→ **EXERCISE DATA**:
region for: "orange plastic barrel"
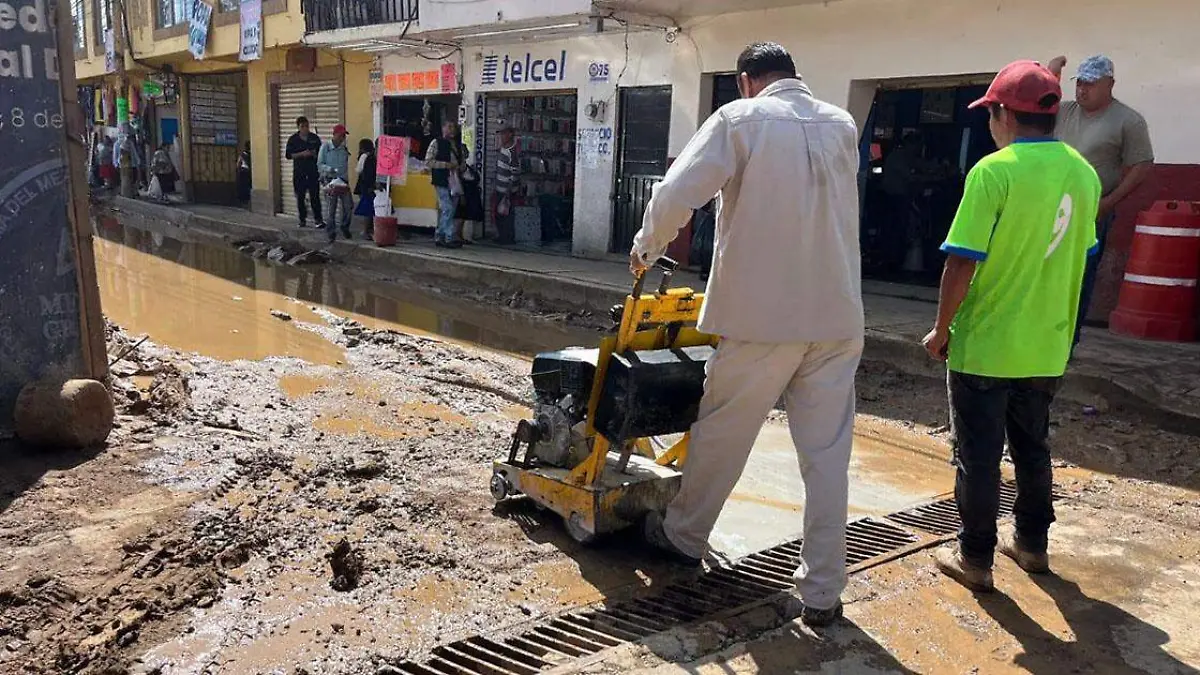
[1109,196,1200,342]
[374,216,397,246]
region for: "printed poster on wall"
[376,136,408,185]
[0,0,88,427]
[104,29,116,73]
[442,64,458,94]
[187,0,212,60]
[238,0,263,61]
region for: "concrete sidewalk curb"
[100,197,1200,434]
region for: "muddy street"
[0,226,1200,675]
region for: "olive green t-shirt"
[942,138,1100,378]
[1055,101,1154,195]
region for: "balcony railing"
[301,0,418,32]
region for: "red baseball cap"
[967,61,1062,113]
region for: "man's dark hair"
[989,94,1058,136]
[738,42,796,79]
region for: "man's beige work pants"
[664,339,863,609]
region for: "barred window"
[71,0,88,52]
[94,0,113,44]
[156,0,192,28]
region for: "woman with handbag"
[354,138,376,239]
[455,165,484,244]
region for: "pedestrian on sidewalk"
[354,138,377,239]
[283,115,325,227]
[924,61,1100,591]
[238,141,254,204]
[630,42,863,626]
[425,121,467,249]
[317,124,354,243]
[1050,55,1154,345]
[492,125,521,245]
[150,144,175,202]
[455,163,484,244]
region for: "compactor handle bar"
[632,256,679,298]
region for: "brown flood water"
[95,222,595,365]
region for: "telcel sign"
[480,49,566,86]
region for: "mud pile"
[0,312,628,674]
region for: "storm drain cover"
[392,482,1061,675]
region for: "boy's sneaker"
[800,601,842,628]
[934,544,996,593]
[996,532,1050,574]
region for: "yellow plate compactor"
[490,258,716,543]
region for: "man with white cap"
[1049,55,1154,344]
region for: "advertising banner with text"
[0,0,85,430]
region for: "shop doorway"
[860,76,996,286]
[272,79,343,217]
[382,95,460,229]
[482,91,578,255]
[186,72,247,204]
[610,86,671,253]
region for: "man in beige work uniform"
[630,43,863,626]
[1048,56,1154,345]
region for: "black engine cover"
[595,345,715,443]
[532,348,600,407]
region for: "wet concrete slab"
[559,482,1200,675]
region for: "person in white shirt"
[630,43,864,626]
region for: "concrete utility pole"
[0,0,110,436]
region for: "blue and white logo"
[480,54,500,84]
[480,49,568,86]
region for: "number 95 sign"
[588,61,608,82]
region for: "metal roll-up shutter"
[275,79,344,219]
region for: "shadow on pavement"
[0,440,106,513]
[857,360,1200,490]
[977,566,1200,675]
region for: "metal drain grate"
[392,482,1064,675]
[394,518,918,675]
[887,480,1066,537]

→ **EXERCISE**: Rewrite all the items above, replacing every "region for" with "area for" and keeping everything else the same. Leave out the pictures.

→ **SOLUTION FOR THIS TASK**:
area for: "orange plastic barrel"
[1109,196,1200,342]
[374,216,397,246]
area for: "printed poster on wall"
[376,136,408,185]
[0,0,88,427]
[104,29,116,73]
[442,64,458,94]
[187,0,212,60]
[238,0,263,61]
area for: "concrete sidewalk curb"
[100,197,1200,434]
area for: "muddy street"
[0,226,1200,675]
area for: "olive green t-shirt"
[942,138,1100,378]
[1055,101,1154,195]
area for: "balcony railing"
[301,0,418,32]
area for: "red baseball cap"
[967,61,1062,113]
area for: "man's dark hair"
[989,94,1058,136]
[738,42,796,79]
area for: "man's beige work pants"
[664,339,863,609]
area for: "barred window"
[71,0,88,52]
[94,0,113,44]
[156,0,192,28]
area for: "woman with handbag"
[354,138,376,239]
[455,165,484,244]
area for: "pedestrian on sidewalk"
[354,138,377,239]
[283,115,325,227]
[924,61,1100,591]
[238,141,254,204]
[630,42,863,626]
[425,121,467,249]
[317,124,354,243]
[1050,55,1154,345]
[492,125,521,245]
[150,144,175,202]
[455,163,484,244]
area for: "compactor handle bar"
[632,256,679,298]
area for: "brown flood water"
[95,222,595,365]
area for: "telcel sign"
[480,49,566,86]
area for: "mud pile"
[0,312,628,674]
area for: "storm drain cover"
[392,482,1061,675]
area for: "boy's sneaker"
[800,601,842,628]
[934,544,996,593]
[996,532,1050,574]
area for: "yellow plate compactor"
[490,258,716,543]
area for: "man with white cap"
[1049,55,1154,344]
area for: "advertising banner with text"
[0,0,85,430]
area for: "shop doorway"
[860,76,996,286]
[272,79,343,217]
[382,95,460,229]
[482,91,578,255]
[186,72,247,204]
[610,86,671,253]
area for: "man in beige work uniform"
[630,43,863,626]
[1048,56,1154,345]
area for: "black engine cover"
[595,345,715,443]
[532,348,600,407]
area for: "wet concrete slab"
[559,482,1200,675]
area for: "person in white shirt"
[630,43,864,626]
area for: "concrete utility pole"
[0,0,110,436]
area for: "blue and white logo"
[480,54,500,84]
[480,49,568,86]
area for: "number 95 sign"
[588,61,608,82]
area for: "metal roll-up shutter"
[275,79,344,219]
area for: "shadow on pavement"
[0,440,106,513]
[857,360,1200,490]
[977,566,1200,675]
area for: "metal drain grate"
[392,482,1064,675]
[394,518,918,675]
[887,480,1066,537]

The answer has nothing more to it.